## RECORDS TO USE
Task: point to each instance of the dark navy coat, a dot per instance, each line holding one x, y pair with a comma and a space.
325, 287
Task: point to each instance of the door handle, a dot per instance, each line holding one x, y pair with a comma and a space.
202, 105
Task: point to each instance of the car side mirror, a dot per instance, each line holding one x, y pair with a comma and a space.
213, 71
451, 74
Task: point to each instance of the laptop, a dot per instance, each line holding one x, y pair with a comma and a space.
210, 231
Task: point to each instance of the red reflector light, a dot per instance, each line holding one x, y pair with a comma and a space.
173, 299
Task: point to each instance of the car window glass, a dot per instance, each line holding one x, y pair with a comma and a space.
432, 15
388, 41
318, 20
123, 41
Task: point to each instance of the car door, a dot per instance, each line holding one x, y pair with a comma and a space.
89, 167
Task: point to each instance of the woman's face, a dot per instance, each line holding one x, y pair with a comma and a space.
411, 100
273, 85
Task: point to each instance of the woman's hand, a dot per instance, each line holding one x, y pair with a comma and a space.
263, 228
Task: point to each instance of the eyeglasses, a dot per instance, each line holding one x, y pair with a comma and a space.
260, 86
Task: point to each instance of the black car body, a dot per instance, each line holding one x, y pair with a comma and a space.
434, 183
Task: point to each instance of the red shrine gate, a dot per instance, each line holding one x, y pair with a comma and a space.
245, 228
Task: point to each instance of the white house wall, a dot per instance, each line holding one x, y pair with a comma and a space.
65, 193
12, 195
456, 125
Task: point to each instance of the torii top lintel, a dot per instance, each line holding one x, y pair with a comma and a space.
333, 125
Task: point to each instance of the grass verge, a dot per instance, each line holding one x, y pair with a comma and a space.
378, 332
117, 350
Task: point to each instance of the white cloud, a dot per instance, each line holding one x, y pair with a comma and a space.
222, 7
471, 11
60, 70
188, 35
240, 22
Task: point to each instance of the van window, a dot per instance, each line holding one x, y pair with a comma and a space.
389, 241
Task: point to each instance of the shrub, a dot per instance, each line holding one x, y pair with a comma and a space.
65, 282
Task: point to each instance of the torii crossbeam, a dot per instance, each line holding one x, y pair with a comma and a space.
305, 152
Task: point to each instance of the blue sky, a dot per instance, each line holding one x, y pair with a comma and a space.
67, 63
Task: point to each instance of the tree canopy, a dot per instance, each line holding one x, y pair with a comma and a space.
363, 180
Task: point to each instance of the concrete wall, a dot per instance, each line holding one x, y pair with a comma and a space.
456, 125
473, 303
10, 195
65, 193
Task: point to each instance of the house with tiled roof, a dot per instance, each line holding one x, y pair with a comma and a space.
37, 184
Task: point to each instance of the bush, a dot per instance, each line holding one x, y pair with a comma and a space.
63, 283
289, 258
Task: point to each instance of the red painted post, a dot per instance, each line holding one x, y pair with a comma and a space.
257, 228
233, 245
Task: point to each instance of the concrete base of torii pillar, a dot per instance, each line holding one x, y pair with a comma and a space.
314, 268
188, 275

## DIRECTIONS FOR THIS TASK
Copy out the full listing, exactly as it stands.

## SOLUTION FOR THIS TASK
Task: point to each instance of the dark navy coat, a dot per instance, each line holding one x, y pair with a comma and a space.
325, 287
Task: point to each instance of the door handle, a dot per instance, each line holding one x, y pair with a comma and a space.
202, 105
Task: point to each instance of the car side mirror, a dot per instance, each line holding one x, y pair with a comma and a space.
213, 71
451, 74
Task: point to each instance of the laptop, a dot per instance, each line holding one x, y pair with a comma and a space.
210, 231
Task: point to each instance of the red reflector light, a dot per instance, each line holding one x, y pair with a comma and a space.
173, 299
Task: point to each instance of the car window glass, a dot per instance, each line holding one x, y pair with a comma and a space.
432, 15
388, 41
318, 20
123, 41
Task: point to each instance of the car door, a dot per instance, each line holding one x, y pair with a comma and a space.
89, 167
Task: point to each instance of the woman's face, a dot per instance, each line holding one x, y pair with a comma and a space.
411, 100
273, 85
Task: point to each instance of the woman's hand, a dot per instance, each line holding one x, y pair with a comma and a space.
263, 228
Task: point to each instance of the eyeglasses, a dot per instance, each line holding one x, y pair with a comma and a space.
260, 86
Task: point to each instance of the black car body, a dot per instance, each line holding one x, y pair with a comma and a space.
434, 183
Task: point to each instance of the red shrine gate, a dot per instance, each line holding one x, y pair with a comma and a space.
245, 228
Task: point to each instance of the white house wall, a dot per instance, each line holding one x, y pair with a comma and a space.
65, 193
12, 195
456, 125
Task: point to each instance of the torii top lintel, a dot per instance, each line holding one x, y pair with a comma and a space.
333, 125
Task: point to each instance of the grass verge, a dot per instance, each line holding one x, y pair with a comma and a space.
378, 332
117, 350
Task: point to each instance of the white cloud, a dot per instance, each line holding one x, y pair with a comma and a space.
222, 7
471, 11
60, 70
188, 35
240, 22
Task: point to each instance of the van window, a dot per instance, each line holding one x, y pair with a comma and a space.
389, 241
Task: point to each instance of the shrub, a dot per instance, each line holding one x, y pair with a comma and a space.
65, 282
Task: point to each instance of the torii crossbeam, a dot per instance, each line holding one x, y pair with a comma and a space.
305, 152
Task: point to each instance of the blue sky, a dot per instance, each line holding one x, y pair with a comma and a space.
67, 63
Task: point to each instance of the tree canopy, a dot per instance, each line holding one x, y pair with a comma and a space.
363, 180
Task: point to each instance of the concrete wall, a dot per instance, each line holding one x, y pair with a comma and a space.
456, 125
473, 303
10, 195
65, 193
Task: point to each instance of the house with tiled roof, a dot per instance, each line holding one x, y pair with a comma and a space.
37, 184
Task: point to each instance of the bush, a dot per instance, each line holding one x, y pair with a comma and a space.
63, 283
289, 258
Task: point to each instance of the red painted post, a dot per instance, each line holding one x, y pair with a comma and a space.
257, 228
233, 245
Task: point to each instance of the concrete base of torii pillar, a dot per instance, each line holding one x, y pair with a comma and a space.
314, 268
188, 275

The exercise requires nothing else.